● SUPPLIED INFORMATION:

--- START ---

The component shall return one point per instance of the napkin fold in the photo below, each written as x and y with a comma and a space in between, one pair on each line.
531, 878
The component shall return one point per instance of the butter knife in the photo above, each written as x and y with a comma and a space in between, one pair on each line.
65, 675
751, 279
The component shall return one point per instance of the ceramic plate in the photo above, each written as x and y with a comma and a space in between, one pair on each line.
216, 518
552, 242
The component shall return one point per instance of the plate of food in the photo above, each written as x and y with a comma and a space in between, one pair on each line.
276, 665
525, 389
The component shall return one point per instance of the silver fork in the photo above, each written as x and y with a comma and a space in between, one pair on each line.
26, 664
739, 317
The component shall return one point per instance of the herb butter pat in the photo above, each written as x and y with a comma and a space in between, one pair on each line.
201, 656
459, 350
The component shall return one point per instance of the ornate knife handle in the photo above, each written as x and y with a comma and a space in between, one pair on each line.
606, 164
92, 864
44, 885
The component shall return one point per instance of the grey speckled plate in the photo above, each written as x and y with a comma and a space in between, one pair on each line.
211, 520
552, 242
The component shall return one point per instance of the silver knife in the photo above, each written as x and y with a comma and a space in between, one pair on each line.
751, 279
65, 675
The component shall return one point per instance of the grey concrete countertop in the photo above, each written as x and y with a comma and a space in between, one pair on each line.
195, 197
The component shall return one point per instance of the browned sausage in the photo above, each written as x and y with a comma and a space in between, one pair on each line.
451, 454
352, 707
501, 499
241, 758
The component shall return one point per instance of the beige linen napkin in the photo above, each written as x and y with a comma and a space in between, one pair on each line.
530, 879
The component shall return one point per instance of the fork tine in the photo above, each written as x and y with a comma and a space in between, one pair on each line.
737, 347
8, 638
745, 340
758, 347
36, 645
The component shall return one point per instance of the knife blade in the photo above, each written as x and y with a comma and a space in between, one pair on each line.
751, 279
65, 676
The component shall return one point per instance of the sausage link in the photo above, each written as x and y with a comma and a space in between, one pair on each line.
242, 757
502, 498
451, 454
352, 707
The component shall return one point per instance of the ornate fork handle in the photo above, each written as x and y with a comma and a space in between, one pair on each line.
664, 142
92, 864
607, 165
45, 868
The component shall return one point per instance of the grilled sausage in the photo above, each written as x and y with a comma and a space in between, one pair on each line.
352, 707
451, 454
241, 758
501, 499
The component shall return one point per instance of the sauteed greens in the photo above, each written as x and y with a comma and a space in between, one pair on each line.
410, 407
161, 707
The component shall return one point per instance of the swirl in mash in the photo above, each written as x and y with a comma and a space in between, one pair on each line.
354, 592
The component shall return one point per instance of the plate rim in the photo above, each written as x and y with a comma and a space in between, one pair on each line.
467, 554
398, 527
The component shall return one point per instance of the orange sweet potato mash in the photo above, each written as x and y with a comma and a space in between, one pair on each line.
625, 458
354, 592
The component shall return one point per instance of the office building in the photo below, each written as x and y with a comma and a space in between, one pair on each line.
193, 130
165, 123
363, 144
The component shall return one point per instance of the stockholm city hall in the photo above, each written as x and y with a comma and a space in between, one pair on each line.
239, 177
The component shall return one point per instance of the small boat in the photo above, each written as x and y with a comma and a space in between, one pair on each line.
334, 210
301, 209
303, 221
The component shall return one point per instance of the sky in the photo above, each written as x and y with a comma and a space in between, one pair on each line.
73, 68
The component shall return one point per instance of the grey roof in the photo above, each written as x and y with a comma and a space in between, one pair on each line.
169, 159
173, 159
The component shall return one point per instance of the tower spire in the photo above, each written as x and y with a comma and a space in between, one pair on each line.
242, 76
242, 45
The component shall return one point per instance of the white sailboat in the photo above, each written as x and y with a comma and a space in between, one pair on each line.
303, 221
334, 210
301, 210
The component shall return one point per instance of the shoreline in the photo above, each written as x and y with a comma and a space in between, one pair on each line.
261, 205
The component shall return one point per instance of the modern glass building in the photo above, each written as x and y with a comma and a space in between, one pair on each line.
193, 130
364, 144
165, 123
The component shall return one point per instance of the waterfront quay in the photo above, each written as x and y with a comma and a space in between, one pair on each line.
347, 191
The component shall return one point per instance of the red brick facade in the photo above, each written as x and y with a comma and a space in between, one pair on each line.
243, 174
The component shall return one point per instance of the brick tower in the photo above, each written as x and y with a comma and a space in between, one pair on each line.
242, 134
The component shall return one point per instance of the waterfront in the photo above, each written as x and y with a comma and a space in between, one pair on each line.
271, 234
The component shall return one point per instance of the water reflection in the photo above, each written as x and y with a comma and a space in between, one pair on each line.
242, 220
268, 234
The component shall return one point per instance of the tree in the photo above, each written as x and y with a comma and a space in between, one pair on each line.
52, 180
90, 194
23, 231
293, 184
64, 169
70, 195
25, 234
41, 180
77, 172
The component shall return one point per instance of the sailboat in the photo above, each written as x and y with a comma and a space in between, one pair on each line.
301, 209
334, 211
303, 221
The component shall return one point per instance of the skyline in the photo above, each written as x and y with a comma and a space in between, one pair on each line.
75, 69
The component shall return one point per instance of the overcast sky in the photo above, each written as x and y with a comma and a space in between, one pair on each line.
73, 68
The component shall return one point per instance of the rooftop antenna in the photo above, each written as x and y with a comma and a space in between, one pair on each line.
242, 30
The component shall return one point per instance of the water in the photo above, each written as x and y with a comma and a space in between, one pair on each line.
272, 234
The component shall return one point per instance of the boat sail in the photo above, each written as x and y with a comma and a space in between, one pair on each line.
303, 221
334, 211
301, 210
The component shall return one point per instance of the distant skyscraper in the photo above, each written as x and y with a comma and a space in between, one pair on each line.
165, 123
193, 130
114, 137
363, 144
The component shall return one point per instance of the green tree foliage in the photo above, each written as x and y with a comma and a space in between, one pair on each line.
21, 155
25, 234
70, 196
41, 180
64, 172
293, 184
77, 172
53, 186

--- END ---

Write an exact transcription of every entry above.

● TASK RESPONSE:
The component shall return one point per instance of the napkin fold in the photo below, each written as x and y with a comma and a space in between, one pair on each line.
531, 878
The component shall return one point per instance of the butter knife in the photo above, each written as x and y with a comma and a space in between, one pair on each line.
65, 675
751, 279
The component shall return one point per instance of the ceramic plate in the photo above, each written as x and y with a comma and a space in between, one pair on each line.
216, 518
552, 242
The component shall return one point per instance of the plate of food in the photo above, each written as x and y with a comma and a space in between, one pair on each line.
276, 665
525, 389
The component shall return one point per instance of the silver fork in the photo above, each written as x and y with a comma and a space in between, one pair on each line.
26, 664
739, 317
The component shall return one point per instance of the herb butter pat in the photo above, each written as x and y with a comma and a space in between, one pair on each line.
201, 656
459, 350
The component shall return one point per instance of the ornate knife handle in the photo above, each written as x and y with a comma and a space in between, one pair on each line.
606, 164
92, 864
44, 885
The component shall return one point per instance of the grey speckled plate in the photo above, each written as x and y with a comma and a space in between, one pair on each line.
211, 520
552, 242
The component shall return one point per instance of the silver knife in the photo above, each written as x and y with a comma and a space in between, one pair on each line.
751, 279
65, 675
The component shall return one point per instance of the grey concrete countertop in the photo above, each written as x and y with a comma and a space in between, one pair on each line.
195, 197
The component shall return one point per instance of the browned sausage in the photo above, each written as x and y with a comma and a space in between, one pair on each line.
451, 454
352, 707
501, 499
241, 758
The component shall return one point per instance of the beige linen napkin in the photo above, each written as x and y with a comma and a space in between, one pair on each line.
530, 879
The component shall return one point per instance of the fork tine in the photo above, each written as x and y with a comma and a space in between, one pair on each line.
737, 347
8, 638
745, 340
758, 347
36, 645
The component shall return one point per instance of the knife blade in the photo above, each written as x and y with a comma and a space in between, one pair on each line.
751, 279
65, 676
The component shall return one point per instance of the sausage link in the photo above, each written as x and y with a comma and a space in between, one pair on each line.
242, 757
502, 498
451, 454
352, 707
The component shall return one point per instance of the ornate fork handle in the photo above, each written as x and y with a comma and a space in between, one pair on each line.
664, 142
92, 864
607, 165
45, 868
The component shall return one point per instance of the grilled sausage in the photo above, each written as x and y with a comma and a space in between, one pair on each line.
352, 707
451, 454
241, 758
501, 499
The component shall return one point per instance of the sauteed greens in the photo above, each written as x and y with a comma and a space in between, one pair on each line.
410, 407
161, 707
The component shall return one point per instance of the swirl in mash in the photo above, each written as x and y with a comma and a space in between, one pair on each line.
354, 592
The component shall return one point per instance of the plate rim in the photo above, each written as x and y with a comma and a space in between, one pair on each line.
467, 554
398, 527
The component shall return one point per instance of the orange sweet potato mash in the photo above, each written as x and y with a comma and a space in between, one pair on each line.
625, 458
354, 592
The component shall return one point per instance of the office building in the photo below, each written as x and y with a comma and a space in between, one pair on each line.
193, 130
165, 123
363, 144
The component shall return one point per instance of the stockholm city hall in the photo above, each written as x and y with a comma and a space in between, one pair on each line.
239, 177
The component shall return one point per instance of the small boat in the photo above, each written as x and y with a comma and a space in between, one pair on each line.
334, 210
301, 209
303, 221
The component shall return one point per instance of the sky in the photo above, each written as x and y with a comma and a space in between, one pair on each line.
73, 68
The component shall return one point per instance of the grey roof in the photo above, each written as x and y with a comma and a space in between, one pair on each line.
169, 159
173, 159
The component shall return one point per instance of the tower spire in the photo above, each written as x and y with a comma and a space in between, one pair on each line.
242, 76
242, 45
The component shall return one point per instance of the white sailboat in the photo above, each written as x and y with a comma and a space in between, one pair on each line.
303, 221
334, 210
301, 210
The component shall return one point per instance of the shoreline in the photo above, each written as x and y with a comma and a space in between, one pair on each line.
261, 205
The component shall return one point per instance of the modern glass building in the photo above, each written as x and y with a comma and a space in between, one pair on each line.
193, 130
364, 144
165, 123
The component shall return one point per instance of the waterfront quay in the photo above, each written as x and y with a comma and a space in between, one pair on each line.
347, 191
The component shall return one point per instance of the red brick facade in the photo above, each written as x and y with a comma and a space in between, one pair on each line.
243, 174
The component shall return one point per instance of the brick tower in the photo above, each written as x and y with a comma and a space in between, one pair on each line.
242, 134
The component shall return one point per instance of the waterfront in the photo above, each written as x and y with a comma and a space in between, one pair on each line.
271, 234
The component shall return one point per instance of the water reflection in the photo above, each written as x and y with a comma and a space in between, one pair on each line.
242, 220
268, 234
The component shall return one point per instance of the tree in the photo above, each written as x and y with a comma and a space in between, one pair on each line.
52, 180
90, 194
23, 231
293, 184
64, 169
70, 195
25, 234
41, 180
77, 172
The component shall return one point per instance of the sailboat in the photo above, each written as x and y with a comma and a space in between, one pair on each line.
301, 209
334, 211
303, 221
The component shall return one point per instance of the skyline in the photo above, each written as x and y with a comma and a space in between, one pair on each line.
75, 69
The component shall return one point per instance of the overcast sky in the photo above, each written as x and y with a comma and a space in between, one pair on each line.
73, 68
The component shall return one point per instance of the rooftop antenna in the photo above, each written as x and y with a comma and a space in between, one pair on each line.
242, 30
The component shall return one point per instance of the water in the photo above, each written as x and y with a comma and a space in between, one pair on each line.
272, 234
The component shall return one point per instance of the boat sail in the photo above, each written as x and y with a comma and a space in between, one pair on each line.
303, 221
334, 211
301, 210
The component shall return one point per instance of the distant skyscraper in the photo above, each written as x and y with a comma and a space in between, one pair on each line.
165, 123
193, 130
114, 137
363, 144
The component shall return one point per instance of the green tree foliage in the photo above, each written as x and y with a comma and a space in between, one pair on each line.
21, 155
25, 234
70, 196
41, 180
64, 172
293, 184
77, 172
53, 186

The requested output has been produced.